■ **Activity**: Replace "clicks" with "points" in the lines from the first one up to and including the line with "negative clicks: (490, 613)", and give those lines back with nothing else changed. Leave the pictures out.

■ **Records shown**:
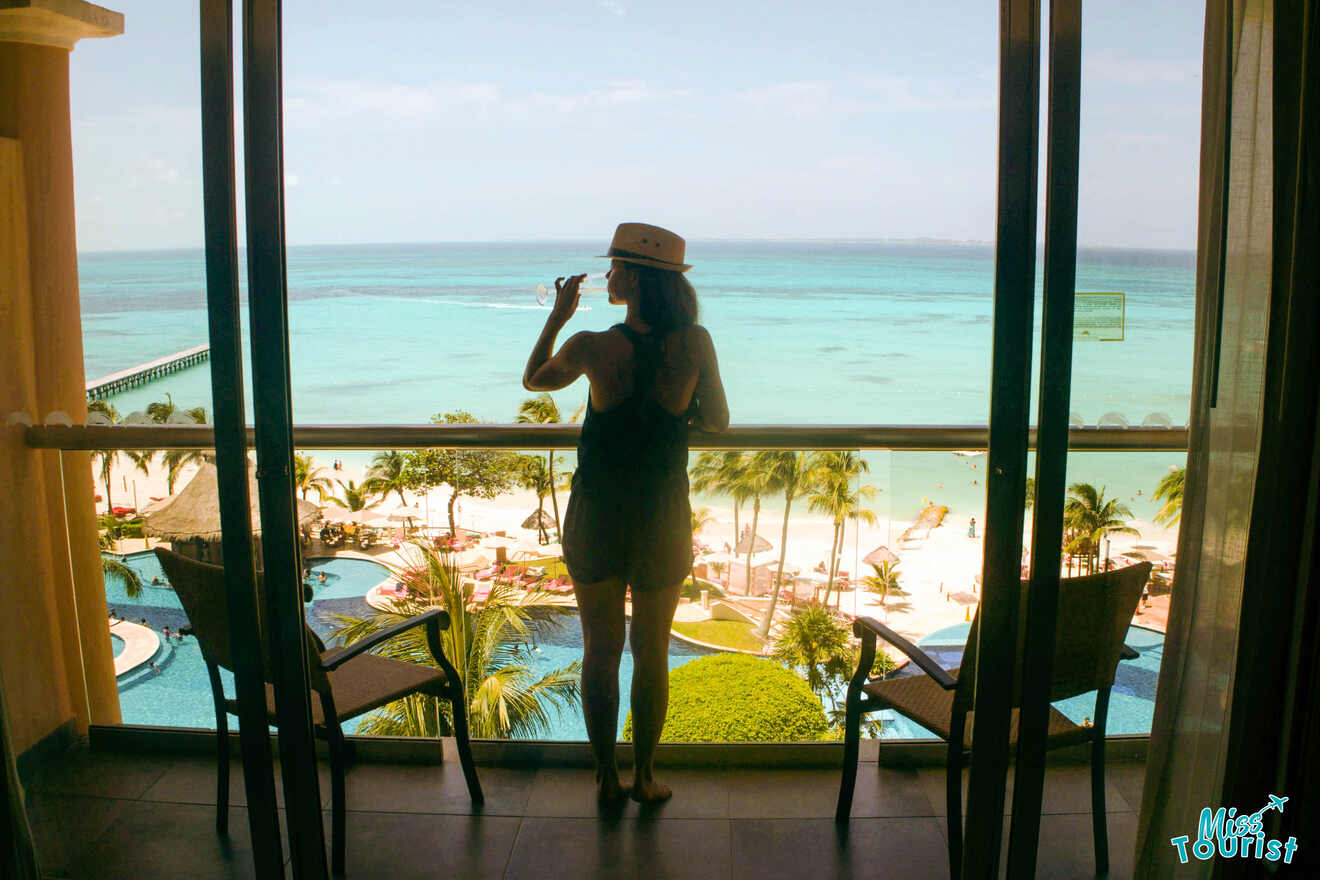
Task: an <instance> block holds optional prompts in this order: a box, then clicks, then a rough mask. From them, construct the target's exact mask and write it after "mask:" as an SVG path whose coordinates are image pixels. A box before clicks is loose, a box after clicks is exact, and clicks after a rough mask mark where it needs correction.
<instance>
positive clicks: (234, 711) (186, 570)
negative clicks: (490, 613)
mask: <svg viewBox="0 0 1320 880" xmlns="http://www.w3.org/2000/svg"><path fill="white" fill-rule="evenodd" d="M156 558H157V559H160V563H161V567H162V569H164V570H165V573H166V574H168V575H169V581H170V583H172V584H173V586H174V592H176V594H177V595H178V600H180V603H182V606H183V611H185V613H187V619H189V623H190V624H191V625H193V633H194V635H195V636H197V641H198V645H199V646H201V649H202V658H203V660H205V661H206V672H207V674H209V676H210V679H211V699H213V701H214V703H215V731H216V801H215V830H216V831H218V833H220V834H228V811H230V806H228V805H230V741H228V740H230V738H228V715H230V714H238V703H236V701H231V699H226V697H224V687H223V685H222V683H220V669H222V668H223V669H230V670H232V669H234V664H232V653H231V640H230V639H231V637H230V610H228V599H227V594H226V586H224V569H222V567H220V566H214V565H206V563H205V562H197V561H195V559H190V558H187V557H182V555H180V554H177V553H172V551H169V550H164V549H161V548H156ZM261 581H264V579H259V588H264V584H263V583H261ZM414 627H425V628H426V644H428V646H429V648H430V653H432V657H434V660H436V662H437V665H440V669H433V668H430V666H421V665H417V664H407V662H403V661H399V660H389V658H388V657H380V656H378V654H371V653H367V652H368V650H370V649H371V648H375V646H376V645H380V644H381V643H385V641H388V640H391V639H393V637H395V636H397V635H400V633H403V632H405V631H408V629H412V628H414ZM447 628H449V615H447V613H446V612H445V611H444V610H441V608H434V610H432V611H426V612H424V613H420V615H417V616H416V617H411V619H409V620H405V621H403V623H400V624H395V625H393V627H389V628H387V629H381V631H380V632H376V633H375V635H372V636H368V637H367V639H363V640H362V641H355V643H354V644H351V645H347V646H345V648H335V649H333V650H326V646H325V644H323V643H322V641H321V640H319V639H318V637H317V635H315V633H314V632H312V629H305V633H306V639H308V648H309V652H310V653H312V657H310V660H312V662H310V664H309V676H308V686H309V687H310V689H312V691H313V693H314V694H315V695H317V697H318V698H319V699H314V701H312V723H313V728H314V731H315V735H317V736H319V738H322V739H325V740H326V741H327V743H329V745H330V790H331V794H330V809H331V835H330V838H331V844H330V852H331V856H330V860H331V867H333V869H334V872H335V873H343V862H345V822H346V818H345V790H343V773H345V764H346V763H347V759H348V751H350V749H348V744H347V743H346V741H345V738H343V727H342V723H343V722H345V720H348V719H350V718H356V716H358V715H362V714H363V712H370V711H371V710H374V708H379V707H380V706H384V705H385V703H388V702H392V701H396V699H400V698H403V697H407V695H409V694H416V693H424V694H432V695H433V697H438V698H440V699H447V701H449V703H450V707H451V710H453V716H454V739H455V740H457V744H458V760H459V763H461V764H462V768H463V778H465V780H466V781H467V793H469V796H470V797H471V800H473V803H482V802H483V800H484V798H483V796H482V785H480V781H479V780H478V778H477V765H475V764H474V763H473V749H471V745H470V743H469V739H467V711H466V706H467V699H466V697H465V694H463V685H462V679H461V678H459V677H458V673H457V672H454V666H453V665H451V664H450V662H449V660H447V658H446V657H445V653H444V649H442V648H441V640H440V631H441V629H447ZM265 706H267V716H268V719H269V723H271V724H275V723H276V712H275V689H273V687H272V686H271V683H267V686H265Z"/></svg>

■ **Written solution**:
Task: an <instance> block holds optional prompts in this order: a box, then points, then a rough mask. From them, construct the target's exact mask and write it after "mask:" as an SVG path whose coordinates are image pixels. A box before points is loose, a box after points is exact, and points after a rough mask mark where it needs correction.
<instance>
positive points: (234, 711) (186, 570)
negative points: (490, 613)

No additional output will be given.